--- start ---

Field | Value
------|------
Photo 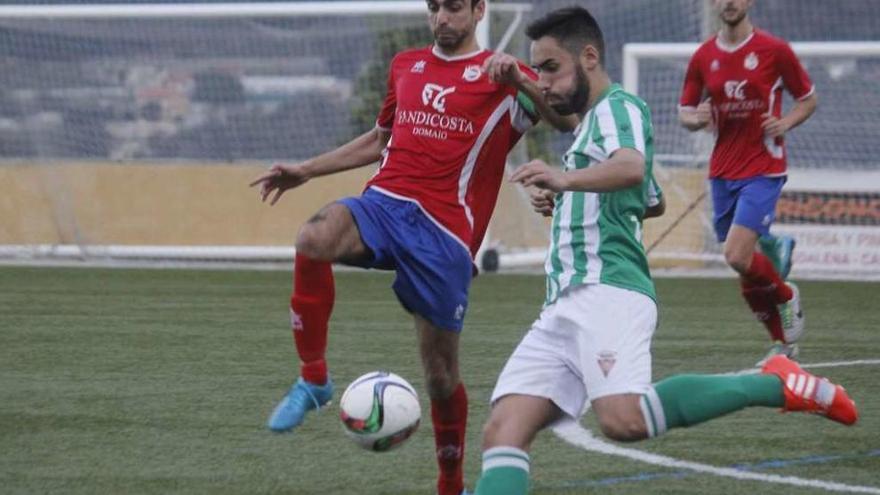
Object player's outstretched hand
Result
[510,160,568,193]
[483,53,526,86]
[761,113,788,138]
[694,98,712,126]
[250,163,310,205]
[531,189,556,217]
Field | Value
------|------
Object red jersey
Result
[367,47,537,255]
[681,29,814,179]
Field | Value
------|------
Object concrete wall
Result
[0,163,374,245]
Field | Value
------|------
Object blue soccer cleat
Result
[267,378,333,432]
[758,235,796,280]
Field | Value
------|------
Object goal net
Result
[0,0,531,270]
[623,42,880,278]
[0,0,880,280]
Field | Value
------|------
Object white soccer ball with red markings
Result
[339,371,422,452]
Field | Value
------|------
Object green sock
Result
[641,374,785,437]
[474,447,529,495]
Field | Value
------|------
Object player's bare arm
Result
[510,148,645,192]
[250,127,391,205]
[761,92,819,138]
[678,98,712,131]
[530,189,556,217]
[642,197,666,220]
[483,53,580,132]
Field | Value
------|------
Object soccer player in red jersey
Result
[679,0,816,364]
[251,0,577,495]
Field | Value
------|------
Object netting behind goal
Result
[0,0,880,280]
[625,42,880,276]
[0,1,530,268]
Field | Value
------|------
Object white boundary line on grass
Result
[553,359,880,495]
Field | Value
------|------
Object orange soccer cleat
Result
[761,355,859,425]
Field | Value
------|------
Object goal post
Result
[622,41,880,278]
[0,0,532,268]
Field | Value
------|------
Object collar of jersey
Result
[431,45,485,62]
[715,28,757,53]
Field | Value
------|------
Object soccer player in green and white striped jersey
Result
[476,7,858,495]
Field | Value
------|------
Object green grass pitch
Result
[0,268,880,495]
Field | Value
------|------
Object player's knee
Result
[483,414,504,450]
[599,414,648,442]
[482,410,536,450]
[425,366,458,400]
[724,246,752,273]
[296,223,333,261]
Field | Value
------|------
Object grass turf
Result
[0,268,880,494]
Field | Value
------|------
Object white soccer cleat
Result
[755,340,800,368]
[778,282,804,344]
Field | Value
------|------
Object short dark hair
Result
[526,6,605,66]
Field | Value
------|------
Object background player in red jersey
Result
[679,0,816,365]
[251,0,576,495]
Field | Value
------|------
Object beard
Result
[721,11,746,27]
[434,29,467,51]
[550,66,590,115]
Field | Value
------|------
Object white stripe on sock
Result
[804,375,816,399]
[639,395,657,438]
[794,375,807,397]
[646,387,666,437]
[483,447,529,473]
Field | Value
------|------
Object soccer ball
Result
[339,371,422,452]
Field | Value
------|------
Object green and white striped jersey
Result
[545,84,662,305]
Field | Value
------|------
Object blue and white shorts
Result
[339,189,473,332]
[710,176,786,242]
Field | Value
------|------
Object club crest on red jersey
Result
[422,83,455,113]
[596,351,617,377]
[724,81,748,101]
[743,52,758,70]
[461,65,483,82]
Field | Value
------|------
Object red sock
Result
[290,254,335,385]
[740,278,785,342]
[431,383,467,495]
[743,251,793,304]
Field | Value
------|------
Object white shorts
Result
[492,284,657,419]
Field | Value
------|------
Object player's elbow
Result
[644,198,666,218]
[621,155,645,187]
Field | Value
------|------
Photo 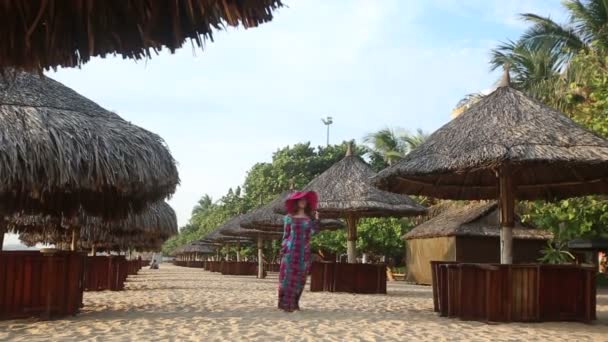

--- end ---

WORK TO BE COMPLETED: Swap every "soccer" in the records above for "football", keeping everything else the same, and rewrite all the records without the pictures.

OUTPUT:
Field | Value
------|------
Photo 
Object player's outstretched hand
Result
[510,160,568,193]
[483,53,526,86]
[761,113,788,138]
[694,98,712,126]
[250,163,310,205]
[531,189,556,217]
Field | Value
------|------
Object red jersey
Result
[367,47,537,255]
[681,29,814,179]
Field | Value
------|------
Object concrete wall
Result
[0,163,374,245]
Field | Value
------|------
Object blue football cleat
Result
[267,378,333,432]
[758,235,796,280]
Field | Value
------|------
Object goal net
Result
[0,0,531,270]
[623,42,880,278]
[0,0,880,280]
Field | Value
------|------
Object white football ball with red markings
Result
[339,371,422,452]
Field | Value
------|------
Object green sock
Result
[641,374,785,437]
[474,447,529,495]
Field | Value
------|------
Object player's bare arm
Result
[510,148,645,192]
[250,127,391,205]
[761,92,819,138]
[678,98,712,131]
[530,189,556,217]
[642,197,666,220]
[483,53,580,132]
Field | Value
------|------
Object football player in red jersey
Result
[679,0,816,364]
[251,0,577,495]
Field | Value
------|------
Object netting behind goal
Result
[0,0,880,280]
[625,42,880,276]
[0,1,530,268]
Field | Value
------|------
Object white boundary line on grass
Result
[553,359,880,495]
Field | Value
------|------
Object orange football cleat
Result
[761,355,859,425]
Field | Value
------|------
Object goal post
Result
[622,41,880,278]
[0,0,532,268]
Field | Value
------|------
Object collar of jersey
Result
[431,45,485,62]
[715,28,757,53]
Field | Value
------|------
Object football player in green and white striped jersey
Result
[476,7,858,495]
Field | Value
------|------
Object green grass pitch
Result
[0,268,880,495]
Field | Value
------|------
Object player's knee
Result
[483,414,504,450]
[599,414,648,442]
[482,410,536,450]
[425,366,458,400]
[724,246,752,273]
[296,223,333,261]
Field | Value
------|------
Object grass turf
Result
[0,268,880,494]
Field | Value
------|------
Object white football cleat
Result
[755,340,800,368]
[778,282,804,344]
Field | Value
------|------
Object short dark hair
Result
[526,6,605,66]
Field | Value
------|------
Object background player in red jersey
Result
[679,0,816,365]
[251,0,576,495]
Field | Value
------|------
Object beard
Result
[721,11,746,27]
[434,29,467,51]
[550,66,590,115]
Field | Value
------|------
Object white stripe on sock
Result
[804,375,816,399]
[639,395,657,438]
[794,375,807,397]
[646,387,666,437]
[483,447,529,473]
Field | Value
------|------
Object football ball
Result
[339,371,422,452]
Field | Value
------|------
Object green and white striped jersey
Result
[545,84,662,305]
Field | Value
------|------
Object blue and white shorts
Result
[339,189,473,332]
[710,176,786,242]
Field | Value
------|------
Object club crest on red jersey
Result
[422,83,455,113]
[596,351,617,377]
[724,81,748,101]
[743,52,758,70]
[461,65,483,82]
Field | Value
------|------
Object red sock
Result
[290,254,335,385]
[740,278,785,342]
[431,383,467,495]
[743,251,793,304]
Field | Value
------|------
Object white shorts
Result
[492,284,657,419]
Field | Value
------|------
Object player's elbow
Result
[644,198,666,218]
[621,155,645,187]
Field | Value
------|------
Photo 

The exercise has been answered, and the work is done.